Would you return every entry below without a single difference?

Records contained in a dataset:
⟨

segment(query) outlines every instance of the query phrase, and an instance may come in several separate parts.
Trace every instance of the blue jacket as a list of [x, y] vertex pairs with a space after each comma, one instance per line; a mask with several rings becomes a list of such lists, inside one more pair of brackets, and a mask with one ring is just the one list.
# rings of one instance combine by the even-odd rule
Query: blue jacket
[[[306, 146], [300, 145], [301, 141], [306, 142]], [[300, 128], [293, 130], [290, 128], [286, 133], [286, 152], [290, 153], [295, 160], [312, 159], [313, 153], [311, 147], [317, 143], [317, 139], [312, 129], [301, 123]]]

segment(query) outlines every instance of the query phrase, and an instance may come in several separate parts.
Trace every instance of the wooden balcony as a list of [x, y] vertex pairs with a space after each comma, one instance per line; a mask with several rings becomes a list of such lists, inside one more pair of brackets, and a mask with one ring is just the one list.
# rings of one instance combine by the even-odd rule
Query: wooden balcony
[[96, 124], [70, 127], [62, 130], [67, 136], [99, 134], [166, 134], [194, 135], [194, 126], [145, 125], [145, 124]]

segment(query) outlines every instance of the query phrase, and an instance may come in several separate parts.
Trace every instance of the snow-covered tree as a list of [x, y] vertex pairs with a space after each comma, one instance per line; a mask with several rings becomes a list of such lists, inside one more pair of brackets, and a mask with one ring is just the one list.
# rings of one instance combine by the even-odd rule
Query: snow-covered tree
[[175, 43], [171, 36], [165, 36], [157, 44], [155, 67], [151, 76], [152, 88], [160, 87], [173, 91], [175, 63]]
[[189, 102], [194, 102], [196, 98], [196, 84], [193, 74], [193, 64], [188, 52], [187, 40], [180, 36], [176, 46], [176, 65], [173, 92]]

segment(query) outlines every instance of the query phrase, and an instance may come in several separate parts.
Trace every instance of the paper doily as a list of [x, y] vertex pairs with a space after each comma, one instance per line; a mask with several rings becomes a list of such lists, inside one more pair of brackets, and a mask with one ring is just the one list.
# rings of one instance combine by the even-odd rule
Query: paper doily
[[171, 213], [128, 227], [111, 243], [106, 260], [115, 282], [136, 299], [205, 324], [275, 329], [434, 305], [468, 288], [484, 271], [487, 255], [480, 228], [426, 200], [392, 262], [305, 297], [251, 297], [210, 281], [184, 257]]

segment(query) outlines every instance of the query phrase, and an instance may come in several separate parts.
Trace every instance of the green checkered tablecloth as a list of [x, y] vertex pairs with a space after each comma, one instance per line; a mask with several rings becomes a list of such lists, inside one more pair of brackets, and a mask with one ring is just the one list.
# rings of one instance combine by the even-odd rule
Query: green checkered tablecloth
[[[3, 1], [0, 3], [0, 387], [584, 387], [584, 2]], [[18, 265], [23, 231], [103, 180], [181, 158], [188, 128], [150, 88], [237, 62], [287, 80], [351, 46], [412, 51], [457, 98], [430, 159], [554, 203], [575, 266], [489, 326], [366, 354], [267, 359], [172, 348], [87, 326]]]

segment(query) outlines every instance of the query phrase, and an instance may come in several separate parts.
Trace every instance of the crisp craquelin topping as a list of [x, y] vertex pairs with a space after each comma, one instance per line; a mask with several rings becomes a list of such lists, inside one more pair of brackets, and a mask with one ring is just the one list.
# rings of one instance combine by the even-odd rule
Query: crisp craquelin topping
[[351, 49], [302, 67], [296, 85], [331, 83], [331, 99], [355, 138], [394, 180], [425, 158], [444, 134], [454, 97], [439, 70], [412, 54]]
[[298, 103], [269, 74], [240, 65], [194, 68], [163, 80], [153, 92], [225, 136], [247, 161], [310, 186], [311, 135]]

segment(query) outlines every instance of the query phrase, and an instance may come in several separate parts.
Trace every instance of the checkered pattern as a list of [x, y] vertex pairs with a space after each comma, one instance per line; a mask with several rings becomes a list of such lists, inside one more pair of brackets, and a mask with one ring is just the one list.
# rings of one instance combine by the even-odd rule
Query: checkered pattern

⟩

- **Answer area**
segment(query) outlines every instance of the query phrase, and an instance may come in several separate parts.
Trace every instance of the blue jacket as a list of [x, y] vertex pairs with a space after each comma, one instance per line; a mask with several rings becomes a list of such lists, inside one more pair of brackets, and a mask with one ring is just the one list.
# rings of one instance combine by the even-odd rule
Query: blue jacket
[[[306, 146], [300, 145], [301, 141], [306, 142]], [[300, 128], [293, 130], [290, 128], [286, 133], [286, 152], [290, 153], [295, 160], [312, 159], [313, 153], [311, 147], [317, 143], [317, 139], [312, 129], [301, 123]]]

segment(query) outlines every instance of the query phrase, and an instance may come in several separate parts.
Trace every instance of the wooden balcony as a list of [x, y] vertex pairs with a space after each comma, one instance per line; a mask with several rings becomes a list of such lists, inside one more pair of brackets, and a mask with one ring is just the one list.
# rings of one instance combine by the even-odd rule
Query: wooden balcony
[[96, 124], [70, 127], [62, 130], [67, 136], [99, 134], [166, 134], [194, 135], [194, 126], [145, 125], [145, 124]]

segment(query) outlines every instance of the query phrase, and an instance may come in several separate parts.
Trace every instance of the snow-covered tree as a list of [x, y] vertex pairs with a space after each comma, one instance per line; a mask with several rings becomes a list of such lists, inside one more pair of brackets, and a mask with one ring is just the one list.
# rings of one instance combine by the even-odd rule
Query: snow-covered tree
[[175, 43], [171, 36], [165, 36], [157, 44], [155, 67], [151, 76], [152, 88], [160, 87], [173, 91], [175, 63]]
[[189, 102], [194, 102], [196, 98], [196, 84], [193, 74], [193, 64], [188, 52], [187, 40], [180, 36], [176, 46], [176, 65], [173, 92]]

segment(query) outlines every instance of the query phrase, and an instance may come in several separate parts.
Trace every instance of the paper doily as a list of [x, y] vertex pairs with a space after each comma, one instance per line; a mask with several rings becomes a list of such lists, inside one more pair of brackets, and a mask with one ring is just the one list.
# rings of one instance combine by the even-odd rule
Query: paper doily
[[171, 213], [128, 227], [111, 243], [106, 260], [115, 282], [136, 299], [205, 324], [275, 329], [434, 305], [468, 288], [484, 271], [487, 255], [480, 228], [426, 200], [392, 262], [305, 297], [251, 297], [210, 281], [184, 257]]

segment(query) outlines every instance of the query phrase, and an instance may come in several separate parts.
Trace every instance of the green checkered tablecloth as a list of [x, y] vertex pairs with a space after each comma, one instance per line; a mask with several rings becomes a list of such lists, inside one more pair of brackets, and a mask with one ring is just the one list.
# rings of one instance combine by the even-odd rule
Query: green checkered tablecloth
[[[3, 1], [0, 3], [0, 387], [584, 387], [584, 2]], [[18, 265], [23, 231], [103, 180], [181, 158], [188, 128], [150, 88], [237, 62], [287, 80], [351, 46], [412, 51], [457, 98], [430, 159], [554, 203], [575, 266], [489, 326], [366, 354], [267, 359], [172, 348], [87, 326]]]

segment(query) outlines every instance of the query phrase, and an instance may come in several separate parts.
Trace every instance of the crisp craquelin topping as a list of [x, y] vertex pairs with a space after each comma, one instance per line; a mask with several rings becomes a list of such lists, inside one more pair of brackets, and a mask with one ring is just the one list.
# rings of one instance combine by the even-odd rule
Query: crisp craquelin topping
[[351, 49], [302, 67], [296, 85], [331, 83], [331, 99], [355, 138], [394, 180], [425, 158], [444, 134], [454, 97], [439, 70], [412, 54]]
[[298, 103], [269, 74], [240, 65], [194, 68], [163, 80], [153, 92], [225, 136], [247, 161], [310, 186], [311, 135]]

segment(query) outlines every instance of the query phrase, and an instance may come in several separate parts.
Trace every instance of the checkered pattern as a list of [x, y] vertex pairs with a space after each comma, one instance per line; a mask with several rings becomes a list of such lists, inside one more pair of brackets, and a mask with one ring is just the one list.
# rings of one instance combine by the even-odd rule
Query: checkered pattern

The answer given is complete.